Gradient Descent from Scratch

It is a gradient descent algorithm for classification implemented from scratch using numpy library.

Dependencies

Numpy
Matplotlib
Pandas

Importing Dataset

Datasets are first imported as pandas dataframe and then converted into numpy arrays

train_data_frame = pd.read_csv('train_dataset.csv', header=None)
test_data_frame  = pd.read_csv('test_dataset.csv',  header=None)

train_dataset = np.array(train_data_frame)
test_dataset  = np.array(test_data_frame)

Splitting data into input and label

Here in MNIST, column 0 is label and all other are inputs

train_lable = np.array([train_dataset[:, 0]])
train_data  = np.array(train_dataset[:, 1:785]).T

test_lable  = np.array([test_dataset[:, 0]]).T
test_data   = np.array(test_dataset[:, 1:785])

It is good practice to shuffle data at first
numpy.random.shuffle() will shuffle array in place

np.random.shuffle(train_dataset)

Parameter Initialization

In This network, weights are initialized randomly while biases are initialized zero as a list of numpy array

def __init__(self, size):
	self.biases  = [np.zeros([y, 1]) for y in size[1:]]
	self.weights = [np.random.randn(y, x)*0.01 for x, y in zip(size[:-1], size[1:])]

Choosing Hyperparameter

Mini Batch Size is size of input data flowing through network at a time for calculating error as a whole
Learning Rate Alpha decides the rate at which, weights and biases will update while back propagation
Number of Epochs decides number of times, the whole dataset will be used to train the network
Set Mini Batch Size to 1/10^th of total data available. And update it manually after every train of network to find its optimum value
Alpha should be selected such that learning isn't very slow as well as it didn't take long jump or else, network will start diverging from local minima
Number of epochs are selected such that network don't overfit itself over noise

Feed Forward

For layer l = 2, 3,..., L compute

z[l] = W[l].A[l-1] + B[l]
A[l] = σ(Z[l])

def train_feed_forward(self, size, input, activators):
    self.z = [np.zeros([y, input]) for y in size[:]]
    i=0
    self.z[0] = input
    for bias, weight in zip(self.biases, self.weights):
        input = (np.dot(weight, input) + bias)
        self.z[i+1] = input
        input = activation(input)
        i=i+1
    return input

Activation Functions

Applying activation functions will change nature of network from linear from to non linear so that it could fit the outputs more accurately or else, it would be no different than any linear regression

def sigmoid(z, derivative=False):
    if derivative==True:
        return (activator.sigmoid(z=z, derivative=False) * (1 - activator.sigmoid(z=z, derivative=False)))

RECORDED INFORMATION:
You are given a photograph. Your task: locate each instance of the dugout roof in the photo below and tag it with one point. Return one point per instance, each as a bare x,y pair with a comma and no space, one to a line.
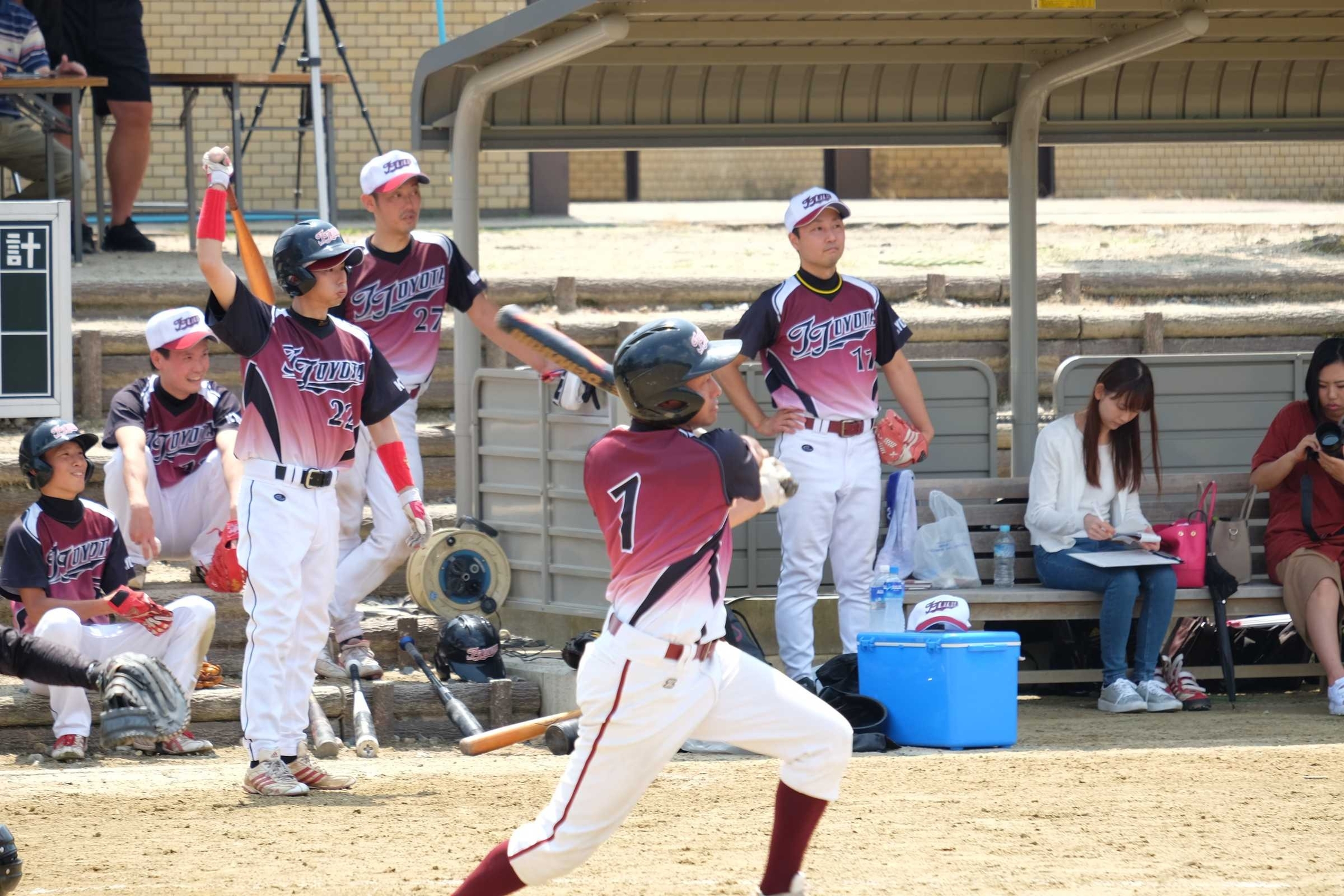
867,73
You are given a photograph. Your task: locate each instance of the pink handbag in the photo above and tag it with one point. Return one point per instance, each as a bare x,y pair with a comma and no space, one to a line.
1188,539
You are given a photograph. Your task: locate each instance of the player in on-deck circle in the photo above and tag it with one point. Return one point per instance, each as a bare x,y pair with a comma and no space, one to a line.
172,480
309,382
667,498
65,572
822,340
398,295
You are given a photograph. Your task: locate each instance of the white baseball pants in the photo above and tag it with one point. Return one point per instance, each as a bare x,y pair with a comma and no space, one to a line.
182,649
288,546
838,504
639,709
189,515
366,565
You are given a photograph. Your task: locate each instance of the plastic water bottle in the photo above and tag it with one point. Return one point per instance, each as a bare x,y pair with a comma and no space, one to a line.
1006,552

SHORT TASK:
Write out the part of the gradient descent text that runs from "Splitting data into" to "np.random.shuffle(train_dataset)", copying it word for word. Use only the gradient descent text as your source.

SOLUTION:
Splitting data into input and label

Here in MNIST, column 0 is label and all other are inputs

train_lable = np.array([train_dataset[:, 0]])
train_data  = np.array(train_dataset[:, 1:785]).T

test_lable  = np.array([test_dataset[:, 0]]).T
test_data   = np.array(test_dataset[:, 1:785])

It is good practice to shuffle data at first
numpy.random.shuffle() will shuffle array in place

np.random.shuffle(train_dataset)